● Page extract
»»
Back to top

Census 2021 round (cens_21)

DownloadPrint

National Reference Metadata in Euro SDMX Metadata Structure (ESMS)

Compiling agency: Statistics Estonia

Need help? Contact the Eurostat user support

The data present the results of the 2021 EU census on population and housing, following Regulation (EC) 763/2008; Regulation (EU) 2017/543; Regulation (EU) 2017/712 and Regulation (EU) 2017/881.

27 December 2022

The information is given separately for each census topic. See the sub-concepts 3.4.1 - 3.4.37.

The EU programme for the 2021 population and housing censuses includes data on persons, private households, family nuclei, conventional dwellings and living quarters.

The persons enumerated in the 2021 census are those who were usually resident in the territory of the reporting country at the census reference date.

According to Regulation (EU) No 1260/2013 on European demographic statistics, article 2(c) and 2(d), ‘Usual residence’ means the place where a person normally spends the daily period of rest, regardless of temporary absences for purposes of recreation, holidays, visits to friends and relatives, business, medical treatment or religious pilgrimage. The following persons alone shall be considered to be usual residents of a specific geographical area:

  1. those who have lived in their place of usual residence for a continuous period of at least 12 months before the reference time; or
  2. those who arrived in their place of usual residence during the 12 months before the reference time with the intention of staying there for at least one year.

Usual residence population is determined using residency index - methodology based on sign-of-life approach. More information: Implementation of the residency index in demographic statistics.
««
● Your tasks
1. List every regulation that the census metadata page cites, giving each by its number as the page shows it.
2. Answer these questions from the census metadata page:
(a) Which agency compiled it?
(b) What date does it show?
(c) What method determines the usual residence population?
3. Carry the census metadata page forward from its final sentence, keeping its formal reference style.

(Phrase grounding data)
»»
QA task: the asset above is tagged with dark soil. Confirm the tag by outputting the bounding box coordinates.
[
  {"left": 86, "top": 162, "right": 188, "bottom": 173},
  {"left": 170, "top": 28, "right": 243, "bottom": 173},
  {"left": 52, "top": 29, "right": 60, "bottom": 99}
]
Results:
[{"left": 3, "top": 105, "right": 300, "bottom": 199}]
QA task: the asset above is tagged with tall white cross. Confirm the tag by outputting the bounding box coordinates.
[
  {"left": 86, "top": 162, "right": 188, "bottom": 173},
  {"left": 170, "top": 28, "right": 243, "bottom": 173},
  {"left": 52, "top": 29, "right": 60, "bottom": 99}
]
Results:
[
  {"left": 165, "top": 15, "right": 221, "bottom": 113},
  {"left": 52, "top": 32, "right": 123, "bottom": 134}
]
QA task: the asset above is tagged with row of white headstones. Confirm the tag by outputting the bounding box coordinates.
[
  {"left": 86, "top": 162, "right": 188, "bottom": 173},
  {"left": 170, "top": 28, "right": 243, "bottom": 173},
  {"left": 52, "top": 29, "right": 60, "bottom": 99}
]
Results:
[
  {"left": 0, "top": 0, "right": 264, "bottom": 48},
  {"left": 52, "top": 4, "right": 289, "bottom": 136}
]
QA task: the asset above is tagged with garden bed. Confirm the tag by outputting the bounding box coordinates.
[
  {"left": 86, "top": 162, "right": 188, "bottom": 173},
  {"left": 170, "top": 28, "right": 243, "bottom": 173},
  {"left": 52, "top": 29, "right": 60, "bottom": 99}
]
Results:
««
● Set of answers
1.
Regulation (EC) 763/2008
Regulation (EU) 2017/543
Regulation (EU) 2017/712
Regulation (EU) 2017/881
Regulation (EU) No 1260/2013

2.
(a) Statistics Estonia.
(b) 27 December 2022.
(c) The residency index, a methodology based on the sign-of-life approach.

3.
The method is based on the idea that each potential inhabitant of Estonia is assigned an index which shows the person’s likelihood of being a permanent inhabitant of Estonia, i.e. a resident. The value of the index ranges between 0 and 1. The greater the index value, the more likely it is that a person is a resident of Estonia. A threshold is used to make the distinction between definite residents and definite non-residents: those whose index value is above the threshold are considered residents. In order to calculate the index, a wide range of Estonian administrative registers and sub-registers are used, including the Estonian Education Information System, the State Pension Insurance Register, the health insurance database, etc. Each register or sub-register gives a person one so-called sign of life. The signs of life are not equal; thus, each sign of life has been assigned a weight. For example, if a person permanently lives in a care home in Estonia, he/she is a definite resident, but an Estonian driving licence may be issued to a person who has come here for a shorter period as well. All persons whose index was 0 at the beginning of the year and 1 at the end of the year are recorded as persons having been born or immigrated to Estonia in the respective year. In the opposite situation, where a person’s index was 1 at the beginning of the year and 0 at the year end, the person is considered as having died or emigrated in the respective year. In order to distinguish emigration from births and deaths, register data are used and supplemented with the data of the Police and Border Guard Board. Internal migration events occur if the person’s place of residence at the beginning of the year differs from the residence at the end of the year (in the case of a death if the place of residence at the beginning of the year differs from the place of death, and in the case of a birth if the place of residence of the mother differs from the place of residence at the end of the year). 

Usual residence population includes all population groups who have enough signs of life during the reference year. This includes third level students, people without a permanent address (e.g. homeless), asylum seekers, refugees and people under temporary protection. 

Data are available at different levels of geographical detail in EU countries: national, NUTS2/NUTS3 regions and local administrative units (LAU), grids.

Information is provided in the sub-concepts 5.1 - 5.3.

This section describes the methodology used to estimate data on the topic. The sub-concepts 13.1.1 - 13.1.35 describe the methodological steps taken when compiling the data for a topic and where relevant highlights the number of unknowns.

Counts of statistical units should be expressed in numbers and where is needed rate per inhabitants enumerated in the country.

Data compilation is described in detail in the Methodology report. 

The r-programming language was used to process the data.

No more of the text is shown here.